● SOAL YANG DIKERJAKAN
[1] Menurut artikel tentang akhlak Nabi Muhammad, mengapa perang antarsuku saat peletakan kembali Hajar Aswad ke Ka'bah dapat dihindari? Jawab dalam satu sampai tiga kalimat.
[2] Tolong kutip dari artikel tentang akhlak Nabi Muhammad seluruh bagian mulai "MAKLUMAT — Banyak" terus ke bawah hingga "sepanjang Bulan Rabiul Awwal.".
::: KUTIPAN DOKUMEN
MAKLUMAT — Banyak sekali tulisan tentang kehidupan Nabi Muhammad baik dari kalangan muslim maupun non muslim. Di antara tulisan penulis muslim yang klasik dan otoritatif adalah Sirah al-Nabawiah karya Ibnu Hisham (wafat 833 M). Tulisan penulis non muslim di antaranya adalah Muhammad: Prophet For Our Time (2006) karya orientalis Inggris Karen Armstrong.
Karya yang paling popular, bahkan menjadi bagian dari ritual umat Islam adalah Kitab Maulid al-Barzanji yang ditulis Ja’far bin Hasan al-Barzani. Kitab ini sangat popular dan dibaca dalam berbagai perayaan saat kelahiran dan perataan Maulid Nabi pada Bulan Rabiul Awwal. Sebagian umat Islam membaca dari tanggal 1-12 Rabiul Awwal. Sebagian lainnya membaca sepanjang Bulan Rabiul Awwal.
Selain menjelaskan tentang keluarga, kepribadian, dan perjuangan, semua tulisan menjelaskan kunci sukses perjuangan dan kepemimpinan Nabi Muhammad adalah akhlaknya yang luhur. “Dan, sesungguhnya engkau (Muhammad) adalah seorang yang benar-benar berakhlak mulia’ (Qs. Al-Qalam [68]: 4). Akhlak Nabi Muhammad sebagaimana diriwayatkan oleh Imam Muslim dari Aisyah Radliya Allah ‘Anha adalah Alquran.
Elite, Tidak Elitis
Dilihat dari silsilah keluarga, Nabi Muhammad adalah seorang yang elite. Nabi Muhammad adalah keturunan Bani Hashim dari suku Quraish yang memiliki kedudukan tinggi dan sangat dihormati. Dalam masyarakat Arab, silsilah keluarga sangat menentukan kehormatan dan penghormatan seseorang.
Masyarakat Arab jahiliah sangat bangga dengan keluarga dan golongan. Setiap tahun, bangsa Arab menyelenggarakan lomba bersyair yang berisi pemujaan terhadap leluhur. Masyarakat Arab seringkali terlibat perang antar suku.
Demi membela suku, mereka rela mati. Perang suku hampir terjadi ketika masing-masing kabilah bersikukuh meletakkan kembali Hajar Aswad ke Ka’bah. Para kepala suku sudah bersumpah dengan mencelupkan tangan ke dalam bejana yang berisi darah.
Peperangan dapat dihindari karena kebijaksanaan Muhammad muda yang mengajak semua kepala mengangkat bersama-sama Hajar Aswad yang diletakkan di atas sorban yang terbentang. Dalam masyarakat jahiliah, nasab tidak hanya menentukan kehormatan, tetapi juga nasib seseorang. Karena nasab, seseorang banyak mendapatkan keistimewaan dalam masyarakat.
::::::
::: DATA TERKUMPUL
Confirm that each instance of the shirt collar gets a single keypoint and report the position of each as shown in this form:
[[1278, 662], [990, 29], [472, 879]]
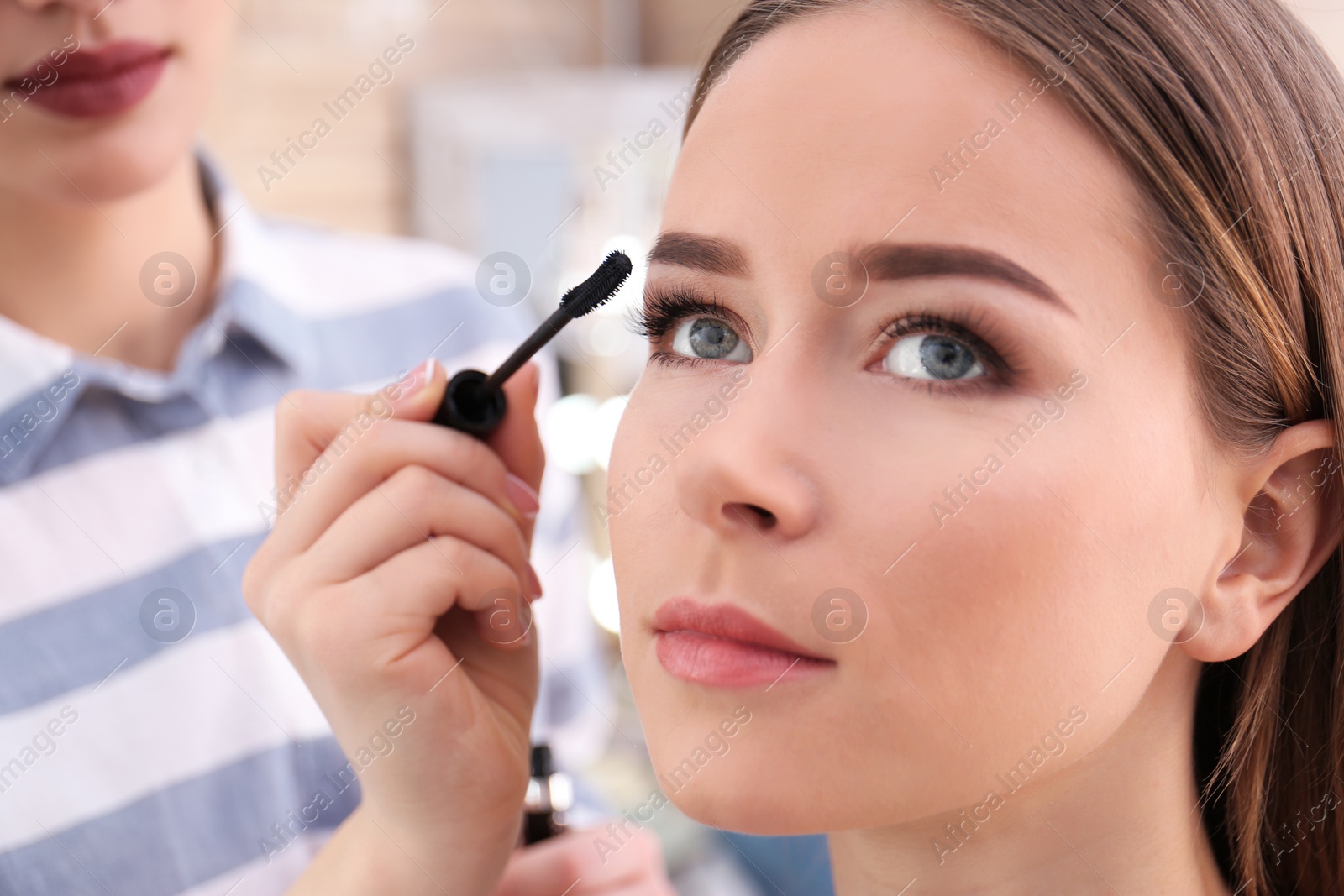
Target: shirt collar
::::::
● JAWABAN PER TUGAS
[1] Perang itu dapat dihindari karena kebijaksanaan Muhammad muda. Ia mengajak semua kepala suku mengangkat Hajar Aswad bersama-sama di atas sorban yang terbentang.

[2]
MAKLUMAT — Banyak sekali tulisan tentang kehidupan Nabi Muhammad baik dari kalangan muslim maupun non muslim. Di antara tulisan penulis muslim yang klasik dan otoritatif adalah Sirah al-Nabawiah karya Ibnu Hisham (wafat 833 M). Tulisan penulis non muslim di antaranya adalah Muhammad: Prophet For Our Time (2006) karya orientalis Inggris Karen Armstrong.
Karya yang paling popular, bahkan menjadi bagian dari ritual umat Islam adalah Kitab Maulid al-Barzanji yang ditulis Ja’far bin Hasan al-Barzani. Kitab ini sangat popular dan dibaca dalam berbagai perayaan saat kelahiran dan perataan Maulid Nabi pada Bulan Rabiul Awwal. Sebagian umat Islam membaca dari tanggal 1-12 Rabiul Awwal. Sebagian lainnya membaca sepanjang Bulan Rabiul Awwal.